* [What to work on] Please reproduce every one of the rows below word for word, leaving the pictures out of your answer.

* [Task data]
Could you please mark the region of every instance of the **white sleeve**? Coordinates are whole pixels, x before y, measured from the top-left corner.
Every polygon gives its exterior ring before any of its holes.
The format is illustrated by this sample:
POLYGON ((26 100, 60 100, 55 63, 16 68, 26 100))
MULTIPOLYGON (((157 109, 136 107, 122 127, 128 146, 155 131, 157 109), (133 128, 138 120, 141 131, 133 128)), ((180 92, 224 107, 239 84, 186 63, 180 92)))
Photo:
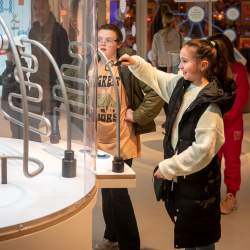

* [Answer in full]
Could you please mark the region of every instance of the **white sleeve**? Coordinates are whole pixels, x before y, measured from the top-left corner.
Every polygon gives its exterior ring before any of its holes.
The format is illustrated by this sample:
POLYGON ((26 100, 60 100, 55 63, 16 68, 26 100))
MULTIPOLYGON (((157 109, 136 107, 122 127, 128 146, 155 131, 157 109), (133 128, 138 120, 141 131, 133 128)), ((180 92, 224 107, 239 84, 186 63, 180 92)))
Photo:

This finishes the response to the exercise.